------ EXCERPT PROVIDED ------
Wednesday, March 30, 2011

Salmond eases to debate win - as expected

First things first - if we're only having three leaders' debates, what on earth was the point of staging the opener five-and-a-half weeks out from polling day? The cynic in me wonders if the ITV network schedule might have been a factor in that decision, and even as it is the Border TV area seems to have been deemed as having only 'associate membership' of the Scottish nation for the evening.

I also intensely dislike STV's habit of starting debates with opinion poll findings. They've done it for years, but it really isn't good practice. Debates are supposed to provide a level playing field for the parties to reach out to the electorate on the basis of the quality of their arguments, and presenting Tavish "Two Hoots" Scott with a poll showing that only (concidentally) Two Per Cent of the public think he would make the best premier left the tallest of the party leaders looking about Two Feet Tall. It was rather funny, admittedly, but still wrong as a matter of principle.

Bernard Ponsonby generally did a good job of persistently homing in on the leaders' most vulnerable points, and seeing if they could wriggle free. There was one glaring exception, though - perhaps because of time constraints, Iain Gray's utterly fantastical assertion that Megrahi wouldn't have been freed if he had been First Minister went completely unchallenged. The Labour leader claimed there were three tests for whether compassionate release should have been granted - well, in fact in his case there would have been a fourth and absolutely decisive one, namely what his overlord Gordon Brown privately wanted him to do. A Labour government in Holyrood would indeed have made a fundamental difference to the outcome of the process - Megrahi would have been released for the wrong reasons, not for the right ones.

The general impression I got from watching Iain Gray was that his advisers must have urged him in advance to be consensual wherever possible and at all costs to resist the overwhelming temptation to snarl - but he just kept forgetting, especially when he had to depart from his prepared lines and think on his feet. The 'Snarl' effect is multi-faceted - it's not just the facial contortions, it's also the jabbing finger and the vengeful 'neutered Dalek' voice. He might just about be able to get away with such pointless belligerence in the bearpit of First Minister's Questions, but in the context of a more conversational TV debate it looks utterly ghastly.
------ RECORDS PROVIDED ------
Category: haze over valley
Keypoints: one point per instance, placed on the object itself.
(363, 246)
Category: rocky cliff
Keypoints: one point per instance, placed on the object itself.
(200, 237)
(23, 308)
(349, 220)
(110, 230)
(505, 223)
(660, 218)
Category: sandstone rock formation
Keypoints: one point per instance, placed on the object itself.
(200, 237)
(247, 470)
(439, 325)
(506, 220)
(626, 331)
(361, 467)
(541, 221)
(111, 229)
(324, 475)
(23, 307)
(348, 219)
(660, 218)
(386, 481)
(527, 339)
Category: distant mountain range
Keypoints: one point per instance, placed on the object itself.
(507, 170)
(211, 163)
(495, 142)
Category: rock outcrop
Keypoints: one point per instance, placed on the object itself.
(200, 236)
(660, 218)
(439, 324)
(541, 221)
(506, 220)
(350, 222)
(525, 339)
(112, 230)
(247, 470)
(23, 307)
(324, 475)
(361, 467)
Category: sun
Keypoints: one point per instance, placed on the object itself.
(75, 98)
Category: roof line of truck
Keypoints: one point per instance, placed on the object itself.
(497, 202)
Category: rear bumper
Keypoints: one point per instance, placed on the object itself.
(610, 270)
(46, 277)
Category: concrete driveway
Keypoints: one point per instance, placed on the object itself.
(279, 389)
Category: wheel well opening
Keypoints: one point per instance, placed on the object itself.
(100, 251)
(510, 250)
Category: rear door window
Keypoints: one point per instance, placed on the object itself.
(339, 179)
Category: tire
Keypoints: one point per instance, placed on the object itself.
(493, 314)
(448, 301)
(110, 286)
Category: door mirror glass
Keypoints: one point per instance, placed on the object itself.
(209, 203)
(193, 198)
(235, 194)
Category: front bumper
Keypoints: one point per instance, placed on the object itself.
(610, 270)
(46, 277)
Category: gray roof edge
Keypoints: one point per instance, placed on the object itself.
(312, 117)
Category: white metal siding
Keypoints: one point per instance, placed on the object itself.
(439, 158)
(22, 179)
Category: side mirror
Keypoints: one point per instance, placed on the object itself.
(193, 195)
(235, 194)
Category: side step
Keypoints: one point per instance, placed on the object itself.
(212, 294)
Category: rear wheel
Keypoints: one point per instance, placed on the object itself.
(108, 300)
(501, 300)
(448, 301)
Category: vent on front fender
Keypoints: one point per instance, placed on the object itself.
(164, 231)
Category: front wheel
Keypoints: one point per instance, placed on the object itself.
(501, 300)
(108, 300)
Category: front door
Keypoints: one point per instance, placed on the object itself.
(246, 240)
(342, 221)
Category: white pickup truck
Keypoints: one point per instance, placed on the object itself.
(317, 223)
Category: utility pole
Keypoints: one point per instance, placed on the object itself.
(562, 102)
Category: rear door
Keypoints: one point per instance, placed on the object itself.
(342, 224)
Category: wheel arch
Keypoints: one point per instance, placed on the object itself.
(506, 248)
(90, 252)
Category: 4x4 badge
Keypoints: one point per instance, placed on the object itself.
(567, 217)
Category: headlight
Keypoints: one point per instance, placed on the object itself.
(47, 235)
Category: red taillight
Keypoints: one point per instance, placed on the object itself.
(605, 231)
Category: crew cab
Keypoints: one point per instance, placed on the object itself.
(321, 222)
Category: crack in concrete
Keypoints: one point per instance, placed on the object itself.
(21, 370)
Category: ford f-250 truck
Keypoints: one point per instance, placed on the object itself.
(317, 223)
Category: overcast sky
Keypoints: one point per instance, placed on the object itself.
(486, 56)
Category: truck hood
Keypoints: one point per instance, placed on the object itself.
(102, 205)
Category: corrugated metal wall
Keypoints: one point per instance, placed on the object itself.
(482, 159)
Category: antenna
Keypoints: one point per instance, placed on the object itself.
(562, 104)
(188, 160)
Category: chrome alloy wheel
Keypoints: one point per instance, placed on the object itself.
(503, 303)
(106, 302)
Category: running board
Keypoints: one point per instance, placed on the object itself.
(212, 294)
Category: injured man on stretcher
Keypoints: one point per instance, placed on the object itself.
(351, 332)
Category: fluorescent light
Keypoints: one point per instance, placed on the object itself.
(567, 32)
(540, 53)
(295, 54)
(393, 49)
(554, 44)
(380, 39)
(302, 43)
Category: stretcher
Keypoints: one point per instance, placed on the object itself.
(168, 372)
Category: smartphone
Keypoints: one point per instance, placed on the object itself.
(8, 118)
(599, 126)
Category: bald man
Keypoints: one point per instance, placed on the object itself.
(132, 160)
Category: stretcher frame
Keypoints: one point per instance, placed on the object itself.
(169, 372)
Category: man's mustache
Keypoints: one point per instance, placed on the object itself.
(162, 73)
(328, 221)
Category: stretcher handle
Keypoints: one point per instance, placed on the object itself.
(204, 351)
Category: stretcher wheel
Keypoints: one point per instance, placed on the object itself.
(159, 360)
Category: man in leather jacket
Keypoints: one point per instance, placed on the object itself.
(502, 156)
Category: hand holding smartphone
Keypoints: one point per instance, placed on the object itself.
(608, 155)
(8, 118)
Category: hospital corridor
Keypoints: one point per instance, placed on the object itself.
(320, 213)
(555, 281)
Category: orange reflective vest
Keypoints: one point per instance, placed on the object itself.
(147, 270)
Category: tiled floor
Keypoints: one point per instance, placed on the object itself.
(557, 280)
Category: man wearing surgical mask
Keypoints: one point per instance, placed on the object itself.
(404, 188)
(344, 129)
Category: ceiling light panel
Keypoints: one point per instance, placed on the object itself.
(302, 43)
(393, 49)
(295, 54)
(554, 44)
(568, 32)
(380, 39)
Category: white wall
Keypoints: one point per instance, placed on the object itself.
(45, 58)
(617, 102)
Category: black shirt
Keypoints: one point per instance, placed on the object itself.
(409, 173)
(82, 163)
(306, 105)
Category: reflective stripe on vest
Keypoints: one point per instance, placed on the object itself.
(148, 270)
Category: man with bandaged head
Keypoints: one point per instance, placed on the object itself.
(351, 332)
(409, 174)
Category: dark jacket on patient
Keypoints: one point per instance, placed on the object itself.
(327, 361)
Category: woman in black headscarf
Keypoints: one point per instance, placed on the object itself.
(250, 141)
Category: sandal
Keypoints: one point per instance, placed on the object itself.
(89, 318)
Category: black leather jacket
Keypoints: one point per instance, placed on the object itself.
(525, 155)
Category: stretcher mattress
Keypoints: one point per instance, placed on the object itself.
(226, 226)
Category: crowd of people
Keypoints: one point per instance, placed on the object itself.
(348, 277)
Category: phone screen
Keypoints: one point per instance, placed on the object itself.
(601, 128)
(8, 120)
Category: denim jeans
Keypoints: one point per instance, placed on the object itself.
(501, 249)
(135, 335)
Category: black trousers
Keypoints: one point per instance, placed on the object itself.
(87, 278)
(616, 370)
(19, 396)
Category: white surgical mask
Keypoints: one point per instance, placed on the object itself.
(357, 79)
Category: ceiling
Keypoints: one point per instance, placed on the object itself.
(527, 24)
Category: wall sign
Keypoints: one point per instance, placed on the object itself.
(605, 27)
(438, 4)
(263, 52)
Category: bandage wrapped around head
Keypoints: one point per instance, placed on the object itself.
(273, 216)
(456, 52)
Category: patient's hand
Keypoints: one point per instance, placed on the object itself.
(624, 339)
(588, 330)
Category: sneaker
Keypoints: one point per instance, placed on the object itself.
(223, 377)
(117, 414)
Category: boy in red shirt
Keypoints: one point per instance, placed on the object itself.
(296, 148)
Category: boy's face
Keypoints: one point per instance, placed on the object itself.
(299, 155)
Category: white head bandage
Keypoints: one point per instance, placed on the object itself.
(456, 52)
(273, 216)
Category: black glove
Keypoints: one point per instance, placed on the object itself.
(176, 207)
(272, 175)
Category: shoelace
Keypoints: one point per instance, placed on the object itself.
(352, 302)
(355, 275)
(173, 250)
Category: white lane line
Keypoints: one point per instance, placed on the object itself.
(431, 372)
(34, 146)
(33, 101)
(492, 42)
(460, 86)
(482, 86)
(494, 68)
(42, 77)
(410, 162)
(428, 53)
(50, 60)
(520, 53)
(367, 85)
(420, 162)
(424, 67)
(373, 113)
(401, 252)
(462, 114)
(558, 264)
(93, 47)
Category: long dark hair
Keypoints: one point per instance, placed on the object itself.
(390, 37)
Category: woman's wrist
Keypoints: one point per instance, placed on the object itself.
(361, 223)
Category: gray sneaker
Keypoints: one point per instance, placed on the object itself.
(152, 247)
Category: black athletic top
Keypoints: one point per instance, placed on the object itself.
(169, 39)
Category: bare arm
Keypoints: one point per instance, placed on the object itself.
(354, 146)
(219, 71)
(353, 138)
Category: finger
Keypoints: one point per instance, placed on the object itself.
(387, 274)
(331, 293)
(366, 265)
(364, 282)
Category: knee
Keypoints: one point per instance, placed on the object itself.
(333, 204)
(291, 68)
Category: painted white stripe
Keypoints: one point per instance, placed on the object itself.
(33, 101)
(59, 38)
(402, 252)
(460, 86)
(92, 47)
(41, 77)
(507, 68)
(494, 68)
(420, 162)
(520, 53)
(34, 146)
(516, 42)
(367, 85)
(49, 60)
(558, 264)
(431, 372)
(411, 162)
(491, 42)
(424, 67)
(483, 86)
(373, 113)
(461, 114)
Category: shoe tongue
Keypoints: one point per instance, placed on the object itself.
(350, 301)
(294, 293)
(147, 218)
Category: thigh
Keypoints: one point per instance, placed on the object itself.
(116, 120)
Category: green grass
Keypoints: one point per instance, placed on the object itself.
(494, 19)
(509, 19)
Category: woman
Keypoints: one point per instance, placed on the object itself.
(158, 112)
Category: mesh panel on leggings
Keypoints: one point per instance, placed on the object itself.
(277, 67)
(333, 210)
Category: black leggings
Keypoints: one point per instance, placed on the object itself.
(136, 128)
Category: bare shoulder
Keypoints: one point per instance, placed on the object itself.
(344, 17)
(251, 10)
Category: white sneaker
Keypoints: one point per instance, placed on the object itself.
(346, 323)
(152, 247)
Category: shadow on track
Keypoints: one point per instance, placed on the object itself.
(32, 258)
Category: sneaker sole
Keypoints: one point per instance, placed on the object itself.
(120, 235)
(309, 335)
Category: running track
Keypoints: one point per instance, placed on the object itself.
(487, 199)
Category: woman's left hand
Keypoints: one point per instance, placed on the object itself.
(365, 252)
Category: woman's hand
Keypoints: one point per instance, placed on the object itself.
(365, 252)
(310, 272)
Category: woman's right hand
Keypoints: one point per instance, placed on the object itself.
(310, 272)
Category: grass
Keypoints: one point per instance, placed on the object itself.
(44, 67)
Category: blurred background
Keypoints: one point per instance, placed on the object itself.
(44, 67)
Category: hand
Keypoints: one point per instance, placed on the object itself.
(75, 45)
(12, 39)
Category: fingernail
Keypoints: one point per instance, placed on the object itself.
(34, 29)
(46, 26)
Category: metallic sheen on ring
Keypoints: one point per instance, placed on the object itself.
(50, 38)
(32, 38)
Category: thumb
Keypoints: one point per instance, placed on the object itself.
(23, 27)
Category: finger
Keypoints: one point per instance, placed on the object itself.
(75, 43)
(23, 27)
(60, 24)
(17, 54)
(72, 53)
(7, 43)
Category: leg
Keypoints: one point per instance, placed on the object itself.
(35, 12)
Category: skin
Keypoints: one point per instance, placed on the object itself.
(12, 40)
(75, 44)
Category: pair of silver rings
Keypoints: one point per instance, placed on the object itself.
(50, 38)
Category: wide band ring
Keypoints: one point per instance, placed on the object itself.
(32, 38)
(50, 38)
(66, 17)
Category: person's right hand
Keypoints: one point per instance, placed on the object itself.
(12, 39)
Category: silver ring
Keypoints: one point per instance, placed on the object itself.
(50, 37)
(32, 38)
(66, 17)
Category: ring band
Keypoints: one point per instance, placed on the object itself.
------
GIVEN PROBLEM 1>
In the blog post on the Scottish leaders' debate, swap "opinion poll findings" for "survey results" and give the passage between "I also intensely" and "matter of principle.", inclusive.
GIVEN PROBLEM 2>
Render the lines of the listing from the one holding "Category: ring band" through the end of the listing, inclusive, as a Markdown table with a Num column for the row number and a Line column for the line, leaving out blank lines.
The blog post and the listing have no connection to each other.

WORKED SOLUTION 1>
I also intensely dislike STV's habit of starting debates with survey results. They've done it for years, but it really isn't good practice. Debates are supposed to provide a level playing field for the parties to reach out to the electorate on the basis of the quality of their arguments, and presenting Tavish "Two Hoots" Scott with a poll showing that only (concidentally) Two Per Cent of the public think he would make the best premier left the tallest of the party leaders looking about Two Feet Tall. It was rather funny, admittedly, but still wrong as a matter of principle.

WORKED SOLUTION 2>
| Num | Line |
|---|---|
| 1 | Category: ring band |
| 2 | Keypoints: one point per instance, placed on the object itself. |